SUPPLIED DATA:
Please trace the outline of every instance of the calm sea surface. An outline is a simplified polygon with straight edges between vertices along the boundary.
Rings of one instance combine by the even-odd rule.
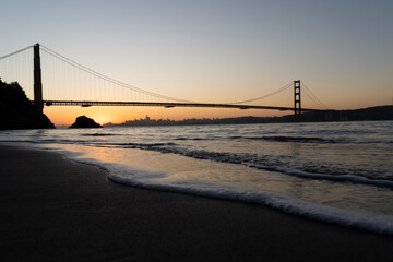
[[[393,235],[393,121],[0,131],[116,182]]]

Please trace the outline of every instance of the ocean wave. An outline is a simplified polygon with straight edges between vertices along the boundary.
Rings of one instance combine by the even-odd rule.
[[[393,235],[393,216],[366,214],[314,204],[287,195],[238,187],[229,187],[194,180],[167,181],[163,178],[168,174],[135,169],[114,163],[103,163],[92,158],[83,158],[81,154],[64,152],[66,156],[82,164],[98,166],[108,171],[108,178],[117,183],[154,189],[160,191],[180,192],[209,198],[234,200],[245,203],[262,204],[288,214],[312,218],[320,222],[345,227],[364,229],[378,234]]]
[[[140,148],[157,151],[160,153],[170,153],[192,157],[195,159],[206,159],[219,163],[230,163],[245,165],[250,168],[258,168],[269,171],[276,171],[289,176],[310,178],[310,179],[324,179],[331,181],[347,181],[354,183],[373,184],[378,187],[393,188],[392,180],[377,179],[361,169],[343,169],[337,167],[325,167],[321,165],[313,165],[311,163],[299,166],[299,163],[290,164],[287,158],[291,157],[275,157],[271,155],[257,155],[257,154],[234,154],[227,152],[209,152],[203,150],[186,150],[176,146],[166,147],[165,144],[134,144],[131,143],[129,148]],[[283,158],[286,158],[283,160]],[[357,176],[355,174],[364,174],[364,176]],[[367,177],[370,176],[370,177]],[[384,174],[384,177],[390,177]]]
[[[112,135],[120,135],[115,133],[84,133],[81,134],[82,136],[112,136]]]

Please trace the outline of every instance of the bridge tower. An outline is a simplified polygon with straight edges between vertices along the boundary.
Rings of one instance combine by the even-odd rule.
[[[301,116],[300,80],[294,81],[294,102],[295,121],[298,121]]]
[[[39,44],[34,45],[34,105],[39,111],[44,110]]]

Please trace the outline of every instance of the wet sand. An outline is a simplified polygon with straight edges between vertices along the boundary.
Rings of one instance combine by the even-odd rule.
[[[0,144],[1,261],[393,261],[393,237],[260,205],[114,183]]]

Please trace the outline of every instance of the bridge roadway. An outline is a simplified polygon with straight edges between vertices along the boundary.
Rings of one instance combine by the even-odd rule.
[[[156,106],[156,107],[213,107],[213,108],[238,108],[238,109],[269,109],[281,111],[294,111],[294,107],[277,106],[252,106],[234,104],[209,104],[209,103],[158,103],[158,102],[91,102],[91,100],[43,100],[46,106]],[[321,109],[301,108],[301,111],[322,111]]]

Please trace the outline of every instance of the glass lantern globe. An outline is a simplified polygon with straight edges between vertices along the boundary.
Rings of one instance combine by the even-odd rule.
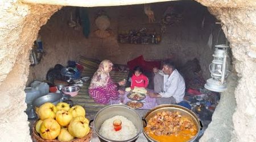
[[[213,55],[213,60],[209,65],[212,78],[207,80],[204,87],[211,91],[222,92],[226,89],[226,83],[225,78],[228,75],[226,64],[226,45],[216,45],[214,54]]]

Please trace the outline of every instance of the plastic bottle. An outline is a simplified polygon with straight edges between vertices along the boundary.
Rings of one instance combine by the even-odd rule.
[[[196,102],[196,112],[197,113],[200,113],[201,111],[201,107],[200,107],[201,103],[199,102]]]
[[[36,39],[36,44],[38,44],[38,51],[43,51],[43,43],[42,41],[41,35],[38,34],[38,38]]]

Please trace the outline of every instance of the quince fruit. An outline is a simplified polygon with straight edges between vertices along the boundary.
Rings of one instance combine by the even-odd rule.
[[[60,130],[60,135],[58,136],[58,140],[60,141],[69,141],[74,139],[75,137],[70,134],[67,128],[63,128]]]
[[[71,107],[68,111],[72,115],[73,118],[76,118],[78,116],[85,116],[85,109],[79,105],[76,105]]]
[[[69,104],[65,102],[60,102],[56,106],[57,110],[64,110],[68,111],[70,108]]]
[[[45,103],[42,105],[38,110],[38,116],[40,119],[44,120],[47,118],[55,118],[55,113],[57,111],[56,106],[51,103]]]
[[[68,126],[68,131],[74,137],[82,138],[90,132],[89,120],[84,116],[73,118]]]
[[[59,110],[55,115],[55,119],[61,126],[68,125],[72,118],[71,114],[64,110]]]
[[[42,122],[43,122],[43,120],[41,119],[39,119],[39,120],[38,120],[38,122],[36,122],[35,128],[36,128],[36,132],[38,132],[38,133],[39,133],[40,127],[41,126],[41,124]]]
[[[47,118],[43,121],[40,127],[40,136],[46,140],[53,140],[60,132],[60,126],[54,119]]]

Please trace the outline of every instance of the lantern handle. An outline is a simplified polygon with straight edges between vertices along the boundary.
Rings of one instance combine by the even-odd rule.
[[[225,79],[225,73],[226,72],[226,55],[224,53],[224,59],[223,60],[223,66],[222,66],[222,73],[221,73],[221,81],[220,82],[221,85],[222,85],[224,82]]]
[[[209,70],[210,70],[210,74],[212,73],[212,70],[210,69],[210,68],[211,68],[210,66],[212,66],[212,62],[209,65]]]

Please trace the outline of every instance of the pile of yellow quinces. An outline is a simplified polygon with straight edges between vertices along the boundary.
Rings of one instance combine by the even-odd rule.
[[[65,102],[56,106],[47,102],[39,107],[37,114],[40,120],[36,122],[35,130],[43,139],[57,137],[60,141],[69,141],[76,137],[82,138],[90,132],[85,110],[81,106],[70,108]]]

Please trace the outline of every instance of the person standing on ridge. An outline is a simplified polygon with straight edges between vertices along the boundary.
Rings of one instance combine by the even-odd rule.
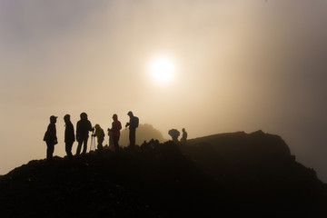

EXERCISE OBJECTIVE:
Rewrite the items from the very beginning through the line holding "[[[393,235],[393,121],[0,131],[116,182]]]", putting "still water" in place of "calm sea surface" and changing nothing else. Omit the pictures from your answer.

CORRECT OUTPUT:
Please trace the outline of every instance of the still water. An outline is a simplified polygon with straight edges between vertices along the boundary.
Rings of one instance combine by the even-odd rule.
[[[393,235],[393,121],[0,131],[116,182]]]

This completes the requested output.